**Aangeleverd fragment**:
-------
Inleiding Psychologie – 1e Kwartiel
Hoofdstuk 1: Geest, gedrag en psychologische wetenschap
1.1: Wat is psychologie en wat is het niet?
Psychologie betekent letterlijk de studie van de geest, maar een bredere definitie is van
toepassing: de wetenschap van gedrag en geestelijke processen. Interne geestelijke
processen en externe waarneembare gedragingen komen eraan te pas. Ook is het
gebaseerd op objectieve, verifieerbare gebeurtenissen.
1.1.1: Psychologie: het is meer dan je denkt
Experimenteel psychologen bevatten de kleinste van de drie groepen. Ze voeren het
meeste onderzoek uit dat nieuwe psychologische kennis creëert. Docent psychologen
werken in het onderwijs. Toegepast psychologen passen de kennis toe die door
experimenteel psychologen is vergaard om problemen van mensen op te lossen door
middel van trainingen, ook werken ze vaak bij de hulpverlening.
-------
**Gegeven opdracht 1**: Typ uit het fragment over psychologie een stuk letterlijk over, van "Psychologie betekent letterlijk" tot en met "bij de hulpverlening.".
**Gegeven opdracht 2**: Welke van de drie groepen psychologen is volgens het fragment over psychologie de kleinste?
**Gegeven opdracht 3**: Zet de tekst over psychologie voort na de laatste zin.
-------
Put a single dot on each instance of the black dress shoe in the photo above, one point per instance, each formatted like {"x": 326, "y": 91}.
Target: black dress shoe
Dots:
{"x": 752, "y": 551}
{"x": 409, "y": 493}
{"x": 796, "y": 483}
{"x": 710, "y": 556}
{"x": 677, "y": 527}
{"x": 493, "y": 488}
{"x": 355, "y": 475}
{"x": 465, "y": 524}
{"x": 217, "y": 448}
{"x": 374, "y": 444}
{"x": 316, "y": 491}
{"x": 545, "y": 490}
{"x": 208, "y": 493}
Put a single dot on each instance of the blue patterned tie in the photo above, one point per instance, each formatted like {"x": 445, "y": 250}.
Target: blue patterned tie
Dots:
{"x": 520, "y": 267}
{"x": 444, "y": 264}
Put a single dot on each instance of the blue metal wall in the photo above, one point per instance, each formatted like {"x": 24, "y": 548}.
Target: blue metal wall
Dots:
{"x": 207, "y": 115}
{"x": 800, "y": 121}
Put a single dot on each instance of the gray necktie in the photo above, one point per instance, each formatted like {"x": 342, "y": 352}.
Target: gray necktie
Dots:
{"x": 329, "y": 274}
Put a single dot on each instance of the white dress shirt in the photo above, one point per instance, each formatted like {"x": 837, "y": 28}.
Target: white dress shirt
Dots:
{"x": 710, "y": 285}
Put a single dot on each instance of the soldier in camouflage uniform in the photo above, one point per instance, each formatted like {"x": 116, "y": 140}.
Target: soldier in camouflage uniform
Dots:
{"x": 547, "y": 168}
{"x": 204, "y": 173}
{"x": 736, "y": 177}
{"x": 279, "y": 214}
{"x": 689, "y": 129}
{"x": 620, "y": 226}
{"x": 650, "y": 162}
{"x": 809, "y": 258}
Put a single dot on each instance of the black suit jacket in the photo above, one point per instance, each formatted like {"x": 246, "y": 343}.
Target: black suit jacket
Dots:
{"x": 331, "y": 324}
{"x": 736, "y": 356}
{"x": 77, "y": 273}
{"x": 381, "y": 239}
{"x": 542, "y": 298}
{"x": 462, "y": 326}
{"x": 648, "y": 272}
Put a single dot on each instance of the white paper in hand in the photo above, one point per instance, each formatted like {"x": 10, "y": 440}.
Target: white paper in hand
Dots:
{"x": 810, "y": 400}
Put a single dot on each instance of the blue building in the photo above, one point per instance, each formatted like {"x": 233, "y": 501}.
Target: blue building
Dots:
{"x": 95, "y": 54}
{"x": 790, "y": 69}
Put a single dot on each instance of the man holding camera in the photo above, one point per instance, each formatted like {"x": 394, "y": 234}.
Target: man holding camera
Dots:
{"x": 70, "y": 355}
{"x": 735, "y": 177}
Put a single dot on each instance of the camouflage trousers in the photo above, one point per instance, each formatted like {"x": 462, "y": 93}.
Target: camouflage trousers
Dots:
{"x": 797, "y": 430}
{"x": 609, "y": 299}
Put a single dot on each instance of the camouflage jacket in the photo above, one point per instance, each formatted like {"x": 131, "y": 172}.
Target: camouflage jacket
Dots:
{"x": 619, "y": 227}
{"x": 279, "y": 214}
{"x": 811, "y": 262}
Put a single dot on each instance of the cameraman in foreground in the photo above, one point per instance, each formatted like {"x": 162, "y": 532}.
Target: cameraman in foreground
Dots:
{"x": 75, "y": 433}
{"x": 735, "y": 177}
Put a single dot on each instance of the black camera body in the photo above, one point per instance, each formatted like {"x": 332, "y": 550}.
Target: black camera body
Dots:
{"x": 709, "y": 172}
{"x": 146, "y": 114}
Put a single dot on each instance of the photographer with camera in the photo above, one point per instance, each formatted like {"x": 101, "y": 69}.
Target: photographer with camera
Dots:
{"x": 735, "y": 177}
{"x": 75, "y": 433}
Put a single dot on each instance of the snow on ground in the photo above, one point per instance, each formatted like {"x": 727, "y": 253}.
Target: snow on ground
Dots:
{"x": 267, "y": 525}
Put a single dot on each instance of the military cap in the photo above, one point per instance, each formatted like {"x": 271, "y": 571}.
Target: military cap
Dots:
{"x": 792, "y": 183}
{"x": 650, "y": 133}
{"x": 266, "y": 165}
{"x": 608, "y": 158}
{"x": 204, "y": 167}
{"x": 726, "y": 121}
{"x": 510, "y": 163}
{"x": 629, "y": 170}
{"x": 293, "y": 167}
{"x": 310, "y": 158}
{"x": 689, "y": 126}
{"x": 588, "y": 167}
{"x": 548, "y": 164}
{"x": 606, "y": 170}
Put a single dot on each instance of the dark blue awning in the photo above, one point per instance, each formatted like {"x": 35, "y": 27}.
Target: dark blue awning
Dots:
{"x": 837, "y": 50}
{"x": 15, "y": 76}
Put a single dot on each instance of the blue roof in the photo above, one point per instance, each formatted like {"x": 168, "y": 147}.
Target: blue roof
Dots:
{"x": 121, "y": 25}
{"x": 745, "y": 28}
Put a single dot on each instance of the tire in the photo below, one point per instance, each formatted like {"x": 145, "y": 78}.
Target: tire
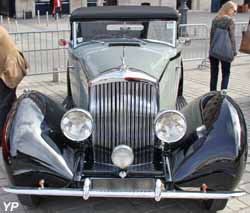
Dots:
{"x": 31, "y": 201}
{"x": 215, "y": 205}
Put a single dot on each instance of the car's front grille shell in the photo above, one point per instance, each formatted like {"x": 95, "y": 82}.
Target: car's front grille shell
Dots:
{"x": 124, "y": 113}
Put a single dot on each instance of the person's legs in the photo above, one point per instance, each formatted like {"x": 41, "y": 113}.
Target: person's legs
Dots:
{"x": 214, "y": 69}
{"x": 7, "y": 97}
{"x": 225, "y": 67}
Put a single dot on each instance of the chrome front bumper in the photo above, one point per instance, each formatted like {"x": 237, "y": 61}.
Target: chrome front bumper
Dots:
{"x": 86, "y": 192}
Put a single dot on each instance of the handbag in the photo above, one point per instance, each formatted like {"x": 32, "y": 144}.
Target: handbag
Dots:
{"x": 245, "y": 41}
{"x": 221, "y": 46}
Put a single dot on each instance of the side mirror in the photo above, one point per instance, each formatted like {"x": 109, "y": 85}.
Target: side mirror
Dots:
{"x": 185, "y": 41}
{"x": 62, "y": 42}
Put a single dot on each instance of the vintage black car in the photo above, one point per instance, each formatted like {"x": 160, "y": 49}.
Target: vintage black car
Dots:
{"x": 125, "y": 129}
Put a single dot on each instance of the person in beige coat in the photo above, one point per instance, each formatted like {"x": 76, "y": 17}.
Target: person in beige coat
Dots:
{"x": 13, "y": 68}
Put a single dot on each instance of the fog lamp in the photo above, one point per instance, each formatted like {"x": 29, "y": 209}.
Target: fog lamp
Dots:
{"x": 170, "y": 126}
{"x": 77, "y": 124}
{"x": 122, "y": 156}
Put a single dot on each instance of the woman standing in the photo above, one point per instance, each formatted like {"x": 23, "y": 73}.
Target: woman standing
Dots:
{"x": 225, "y": 21}
{"x": 12, "y": 70}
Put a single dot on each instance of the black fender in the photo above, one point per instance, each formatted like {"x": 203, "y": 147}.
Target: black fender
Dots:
-------
**Uitvoer opdracht 1**:
Psychologie betekent letterlijk de studie van de geest, maar een bredere definitie is van
toepassing: de wetenschap van gedrag en geestelijke processen. Interne geestelijke
processen en externe waarneembare gedragingen komen eraan te pas. Ook is het
gebaseerd op objectieve, verifieerbare gebeurtenissen.
1.1.1: Psychologie: het is meer dan je denkt
Experimenteel psychologen bevatten de kleinste van de drie groepen. Ze voeren het
meeste onderzoek uit dat nieuwe psychologische kennis creëert. Docent psychologen
werken in het onderwijs. Toegepast psychologen passen de kennis toe die door
experimenteel psychologen is vergaard om problemen van mensen op te lossen door
middel van trainingen, ook werken ze vaak bij de hulpverlening.

**Uitvoer opdracht 2**: De experimenteel psychologen.

**Uitvoer opdracht 3**:
-Arbeid- en organisatiepsychologen; hebben zich gespecialiseerd in aanpassingen aan de
werkplek die de productiviteit en de arbeidsmoraal van werknemers moeten
maximaliseren. Programma’s om werknemers te motiveren bv.
- Sportpsychologen; werken met atleten samen om hen te helpen hun prestaties en
motivatie te verbeteren.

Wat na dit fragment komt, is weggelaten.